Raphides ( ; singular raphide   or raphis) are needle-shaped crystals of calcium oxalate monohydrate (prismatic monoclinic crystals) or calcium carbonate as aragonite (dipyramidal orthorhombic crystals), found in more than 200 families of plants.
Both ends are needle-like, but raphides tend to be blunt at one end and sharp at the other.

Calcium oxalate in plants 

Many plants accumulate calcium oxalate crystals in response to surplus calcium, which is found throughout the natural environment. The crystals are produced in a variety of shapes. The crystal morphology depends on the taxonomic group of the plant. In one study of over 100 species, it was found that calcium oxalate accounted for 6.3% of plant dry weight. Crystal morphology and the distribution of raphides (in roots or leaves or tubers etc.) is similar in some taxa but different in others leaving possible opportunities for plant key characteristics and systematic identification; mucilage in raphide containing cells makes light microscopy difficult, though. Little is known about the mechanisms of sequestration or indeed the reason for accumulation of raphides but it is most likely as a defense mechanism against herbivory. It has also been suggested that in some cases raphides may help form plant skeletal structure. Raphides typically occur in parenchyma cells in aerial organs especially the leaves, and are generally confined to the mesophyll. As the leaf area increases, so does the number of raphides, the process starting in even young leaves. The first indications that the cell will contain crystals is shown when the cells enlarge with a larger nucleus.

> **Excerpted data**
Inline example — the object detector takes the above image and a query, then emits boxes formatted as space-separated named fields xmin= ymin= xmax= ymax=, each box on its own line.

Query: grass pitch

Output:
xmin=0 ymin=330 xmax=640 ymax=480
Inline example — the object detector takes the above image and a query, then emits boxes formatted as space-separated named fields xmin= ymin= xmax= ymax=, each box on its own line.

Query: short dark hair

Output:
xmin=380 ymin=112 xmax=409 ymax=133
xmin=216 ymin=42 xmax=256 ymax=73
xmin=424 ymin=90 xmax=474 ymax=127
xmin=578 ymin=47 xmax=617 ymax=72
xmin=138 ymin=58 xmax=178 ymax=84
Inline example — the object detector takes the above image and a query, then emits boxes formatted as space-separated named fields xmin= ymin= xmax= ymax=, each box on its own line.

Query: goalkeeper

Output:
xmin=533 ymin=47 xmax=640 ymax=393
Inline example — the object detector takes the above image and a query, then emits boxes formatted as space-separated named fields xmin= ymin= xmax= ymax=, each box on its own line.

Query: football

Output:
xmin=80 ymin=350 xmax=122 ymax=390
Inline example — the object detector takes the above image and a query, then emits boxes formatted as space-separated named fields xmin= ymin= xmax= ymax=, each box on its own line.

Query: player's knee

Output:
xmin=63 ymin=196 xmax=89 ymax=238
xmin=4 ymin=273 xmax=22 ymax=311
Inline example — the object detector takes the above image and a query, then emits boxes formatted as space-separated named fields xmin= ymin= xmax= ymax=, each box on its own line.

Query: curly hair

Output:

> **List of tasks**
1. Answer these questions from the text on raphides:
(a) In how many plant families are raphides found?
(b) In the study of over 100 species, what percentage of plant dry weight was calcium oxalate?
(c) What makes light microscopy of raphide-containing cells difficult?
2. Continue the text on raphides past its final sentence.
The listing comes from a separate source, not from the text on raphides.

> **Responses per task**
1.
(a) More than 200 families.
(b) 6.3%.
(c) The mucilage in those cells.

2.
Raphides are found in specialized plant cells or crystal chambers called idioblasts. Electron micrographs have shown that raphide needle crystals are normally four sided or H-shaped (with a groove down both sides) or with a hexagonal cross section and some are barbed. Wattendorf (1976) suggested that all circular sectioned raphides, as visible in a light microscope, are probably hexagonal in cross section The hexagonal crystals reported by Wattendorf in Agave americana were apparently calcium oxalate.

Microscopy using polarized light shows bright opalescence with raphides.

Plants like Tradescantia pallida also accumulate calcium oxalate crystals in response to heavy metals stress.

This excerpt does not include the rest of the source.